[Raw records]
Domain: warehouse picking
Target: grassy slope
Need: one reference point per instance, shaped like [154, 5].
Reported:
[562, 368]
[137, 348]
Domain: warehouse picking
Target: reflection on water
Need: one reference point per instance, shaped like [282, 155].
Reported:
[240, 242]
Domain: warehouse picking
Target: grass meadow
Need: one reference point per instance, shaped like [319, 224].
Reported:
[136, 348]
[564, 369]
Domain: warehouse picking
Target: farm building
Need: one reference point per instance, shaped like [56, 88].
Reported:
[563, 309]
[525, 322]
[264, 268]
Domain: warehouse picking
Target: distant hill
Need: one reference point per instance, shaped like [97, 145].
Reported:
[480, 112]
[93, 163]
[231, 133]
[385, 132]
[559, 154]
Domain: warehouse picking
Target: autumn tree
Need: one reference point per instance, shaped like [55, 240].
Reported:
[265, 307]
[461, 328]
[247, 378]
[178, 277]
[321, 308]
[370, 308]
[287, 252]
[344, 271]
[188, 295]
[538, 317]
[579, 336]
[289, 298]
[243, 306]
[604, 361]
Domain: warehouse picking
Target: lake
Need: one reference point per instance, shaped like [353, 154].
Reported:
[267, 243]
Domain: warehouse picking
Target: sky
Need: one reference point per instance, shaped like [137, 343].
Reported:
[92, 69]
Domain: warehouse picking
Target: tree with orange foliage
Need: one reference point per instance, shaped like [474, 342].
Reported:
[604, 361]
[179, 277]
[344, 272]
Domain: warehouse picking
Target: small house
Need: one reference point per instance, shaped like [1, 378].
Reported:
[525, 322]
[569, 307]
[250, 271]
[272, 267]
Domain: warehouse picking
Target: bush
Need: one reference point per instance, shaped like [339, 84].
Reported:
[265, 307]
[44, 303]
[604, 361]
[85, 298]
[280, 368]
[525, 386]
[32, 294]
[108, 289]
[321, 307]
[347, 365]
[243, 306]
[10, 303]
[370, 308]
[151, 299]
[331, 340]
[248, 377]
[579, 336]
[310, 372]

• _To do_
Your task is to output all of the data above word for word.

• _Result_
Domain: warehouse picking
Target: grassy slope
Need: one reference point per instance, shaped like [154, 5].
Reported:
[562, 368]
[137, 348]
Domain: warehouse picking
Target: reflection on water
Need: one reference point per instance, shaped like [282, 155].
Reported:
[240, 242]
Domain: warehouse picking
Target: grass meadow
Need: one reference point per instance, shaped like [319, 224].
Reported:
[136, 348]
[564, 369]
Domain: warehouse picking
Target: farm building
Need: one reference point per instance, shaped like [56, 88].
Reported:
[563, 309]
[525, 322]
[264, 268]
Domain: warehouse picking
Target: distant hill
Need: one reference point per instance, shaped like [97, 145].
Reported:
[480, 112]
[93, 163]
[231, 133]
[385, 132]
[559, 154]
Domain: warehouse picking
Target: autumn tree
Need: one reference point per instance, shaped like [55, 240].
Reported:
[265, 307]
[461, 328]
[247, 378]
[178, 277]
[321, 308]
[370, 308]
[287, 252]
[344, 271]
[188, 295]
[538, 317]
[579, 336]
[289, 298]
[243, 306]
[604, 361]
Domain: warehouse picking
Target: lake
Need: one reference point per instance, shaped like [353, 154].
Reported:
[267, 243]
Domain: warehouse picking
Target: sky
Need: one reference point per instance, shaped like [137, 343].
Reported:
[92, 69]
Domain: warehouse picking
Target: tree with orange foliage
Need: one reference point per instance, shaped like [474, 342].
Reported:
[604, 361]
[179, 277]
[344, 272]
Domain: warehouse picking
Target: small house
Need: one reference point per instance, shaped like [1, 378].
Reported:
[525, 322]
[569, 307]
[250, 271]
[272, 267]
Domain: warehouse picking
Target: bush
Need: one reference point per instance, shaped like [339, 84].
Reported:
[265, 307]
[44, 303]
[604, 361]
[85, 298]
[280, 368]
[525, 386]
[32, 294]
[108, 289]
[321, 307]
[347, 365]
[243, 306]
[10, 303]
[370, 308]
[151, 299]
[331, 340]
[248, 377]
[579, 336]
[310, 372]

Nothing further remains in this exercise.